やること → 家の中の音についての本文から、「扉一枚で仕切る、これが一般的なプライバシーを」で始まり「家の中に適切築けるなら、より望ましいと思う。」まで続く部分を、そのまま書き写してください。

本文 →

-------

メリットはデメリットに成り得るし、その逆も可。

例えば『音』はしばしば悩ましい。
集合住宅なら住戸間の音は問題だろう。
諸性能を明快にするマンションでもそうだし、
木造アパートなら回避は難しいだろうか。

音を防いだり遮断するのは技術が必要。
音楽用の防音室を本気で作ると、仕様は非常に
高価なものになる。音は僅かな隙間からも漏れ
出てしまうし、壁床天井の重さにも影響される。
軽い木造や軽量鉄骨は不利になるので、鉛板を
貼り重量を増す処置を施しもする。
何より、防音と遮音はまた違う性能であり、
性能達成には理解が欠かせないものの、数値は
Logと言い対数評価されるものなので、体感と
理解が結びつくような、つかない様な。


音は距離に反比例し、空気に拠っても減衰する。
家の中ではどう響くだろうか?

一般に『人の気配』は音の事だと思う。
寝ていても寝息なのか、何かしらは気配があるし、
歩く音、ものを置く音など様々、人は居るだけで
何かしら個性的に音を発している。
足音は、より敏感な犬猫は聞き分けるだろう。
帰宅時のドアの開閉音、鍵を置く音で家族なら、
誰が帰ってきたのか分かるかもしれない。


問題は、そういう音が快適か不快なのかだろう。
それが住宅なら、家族間の関係や距離感こそが、
音ではなく、関係そのものが問題になる。

昔の北海道の家のように、暖房のある居間に
各部屋が繋がる場合は必ず居間を経由するので、
家族は必ず顔を合わせる事になる。
断熱や暖房の理解の進んでいる現在は、玄関の
ホールを介して繋がる形式が一般的だろう。
すると家族と顔を合わさずに出入りが出来る。
戸の枚数や距離によっては『気配』は感じ難く、
断絶的な距離感のある関係が出来るだろう。

前者は四六時中顔を合わせるので、思春期の
子供は嫌がるかもしれない。後者なら自由な
出入りが出来るので子は親の目を盗む事が出来る。
逆を言えば、親の目の届かぬ事態が起こり得る。

住宅なら、適度な距離感が欠かせないだろう。
少なくとも、『気配』を感じられる距離感で
住まう工夫は欲しいと自分は感じている。
ただ、家族の関係に拠る事は間違いなく、
距離の必要とする家族はその気配が問題になる。
話し合い調和を見出せる家族は理想に思える。

一緒に住まう者へ配慮せずに振る舞い、迷惑を
掛けない仕様を求められると、実に悩ましい。
トイレにも防音ドアが必要になるかもしれない。
音楽用の防音室並の仕様に施しても絶対ではなく、
何れにしても話し合い調和の必要は欠かせない。

扉一枚で仕切る、これが一般的なプライバシーを
確保する住宅の有り方だろう。音も有る程度は
防いでくれるけれど、不確実な距離感になるので、
自分は出来るだけ距離を作るように考えている。
実距離があれば音は減衰し、気配に転じる。
会話せずとも「居る」事が伝わる安心の距離感を
家の中に適切築けるなら、より望ましいと思う。

-------

ポイント注釈の記録:
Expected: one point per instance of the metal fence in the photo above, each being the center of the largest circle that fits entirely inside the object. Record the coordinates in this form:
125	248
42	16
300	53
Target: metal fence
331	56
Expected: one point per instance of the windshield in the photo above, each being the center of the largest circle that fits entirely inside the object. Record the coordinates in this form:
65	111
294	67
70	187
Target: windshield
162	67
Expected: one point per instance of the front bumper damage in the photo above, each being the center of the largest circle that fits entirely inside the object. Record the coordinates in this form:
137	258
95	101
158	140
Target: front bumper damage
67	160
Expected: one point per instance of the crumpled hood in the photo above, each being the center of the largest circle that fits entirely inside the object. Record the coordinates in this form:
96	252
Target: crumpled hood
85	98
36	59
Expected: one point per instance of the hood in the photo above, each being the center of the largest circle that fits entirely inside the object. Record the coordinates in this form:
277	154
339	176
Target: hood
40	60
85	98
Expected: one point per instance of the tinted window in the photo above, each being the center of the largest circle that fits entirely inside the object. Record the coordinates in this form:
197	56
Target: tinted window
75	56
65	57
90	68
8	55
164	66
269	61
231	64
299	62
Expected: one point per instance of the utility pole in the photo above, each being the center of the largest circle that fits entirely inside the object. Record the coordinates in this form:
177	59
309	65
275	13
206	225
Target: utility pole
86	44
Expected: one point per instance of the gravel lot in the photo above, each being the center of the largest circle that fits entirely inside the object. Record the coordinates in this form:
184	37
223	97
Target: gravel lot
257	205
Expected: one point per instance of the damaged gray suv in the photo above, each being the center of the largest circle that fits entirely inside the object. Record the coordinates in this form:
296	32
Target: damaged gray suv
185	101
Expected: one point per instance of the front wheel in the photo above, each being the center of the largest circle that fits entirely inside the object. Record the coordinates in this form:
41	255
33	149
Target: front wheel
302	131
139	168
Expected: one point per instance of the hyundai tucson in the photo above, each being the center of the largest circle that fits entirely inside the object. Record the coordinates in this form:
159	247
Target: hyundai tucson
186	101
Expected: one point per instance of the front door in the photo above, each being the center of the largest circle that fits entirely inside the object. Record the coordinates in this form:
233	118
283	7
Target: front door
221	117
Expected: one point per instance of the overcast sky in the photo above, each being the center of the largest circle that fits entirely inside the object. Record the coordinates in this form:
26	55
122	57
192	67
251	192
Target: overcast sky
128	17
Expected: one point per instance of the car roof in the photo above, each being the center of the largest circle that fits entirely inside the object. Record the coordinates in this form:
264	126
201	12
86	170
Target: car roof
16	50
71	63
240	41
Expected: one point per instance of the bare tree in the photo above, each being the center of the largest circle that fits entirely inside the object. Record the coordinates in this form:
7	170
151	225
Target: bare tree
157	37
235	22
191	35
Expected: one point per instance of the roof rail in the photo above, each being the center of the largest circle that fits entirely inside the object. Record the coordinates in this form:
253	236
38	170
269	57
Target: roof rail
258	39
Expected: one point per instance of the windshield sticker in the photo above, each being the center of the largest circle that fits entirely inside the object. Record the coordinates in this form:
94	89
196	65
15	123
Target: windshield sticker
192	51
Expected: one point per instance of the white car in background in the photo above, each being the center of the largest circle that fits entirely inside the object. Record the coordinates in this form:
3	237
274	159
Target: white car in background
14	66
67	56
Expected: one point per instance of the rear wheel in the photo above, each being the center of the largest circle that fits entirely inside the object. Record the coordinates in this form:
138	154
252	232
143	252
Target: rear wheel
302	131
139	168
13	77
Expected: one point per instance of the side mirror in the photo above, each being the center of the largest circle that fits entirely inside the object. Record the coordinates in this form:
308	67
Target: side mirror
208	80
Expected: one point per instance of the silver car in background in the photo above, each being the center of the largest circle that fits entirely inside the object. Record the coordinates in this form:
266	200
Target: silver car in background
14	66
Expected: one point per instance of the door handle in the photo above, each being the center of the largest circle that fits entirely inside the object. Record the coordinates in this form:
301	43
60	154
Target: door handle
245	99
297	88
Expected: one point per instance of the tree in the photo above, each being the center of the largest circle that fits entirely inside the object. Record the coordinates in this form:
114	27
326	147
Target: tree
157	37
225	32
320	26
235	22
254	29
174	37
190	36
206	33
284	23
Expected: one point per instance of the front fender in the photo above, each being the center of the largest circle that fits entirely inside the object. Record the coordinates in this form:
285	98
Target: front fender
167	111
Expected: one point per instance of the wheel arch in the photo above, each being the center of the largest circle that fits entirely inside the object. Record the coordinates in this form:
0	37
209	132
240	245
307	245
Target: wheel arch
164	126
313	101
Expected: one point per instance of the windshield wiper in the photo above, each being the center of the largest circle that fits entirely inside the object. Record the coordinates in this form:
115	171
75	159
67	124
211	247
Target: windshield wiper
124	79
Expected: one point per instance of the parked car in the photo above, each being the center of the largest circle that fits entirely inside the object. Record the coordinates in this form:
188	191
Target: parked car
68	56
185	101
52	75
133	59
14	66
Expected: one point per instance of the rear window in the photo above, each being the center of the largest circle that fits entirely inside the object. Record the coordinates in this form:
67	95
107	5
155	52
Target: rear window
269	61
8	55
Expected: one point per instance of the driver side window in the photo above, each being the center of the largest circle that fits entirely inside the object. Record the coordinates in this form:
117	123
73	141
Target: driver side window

-------

解答 →
扉一枚で仕切る、これが一般的なプライバシーを
確保する住宅の有り方だろう。音も有る程度は
防いでくれるけれど、不確実な距離感になるので、
自分は出来るだけ距離を作るように考えている。
実距離があれば音は減衰し、気配に転じる。
会話せずとも「居る」事が伝わる安心の距離感を
家の中に適切築けるなら、より望ましいと思う。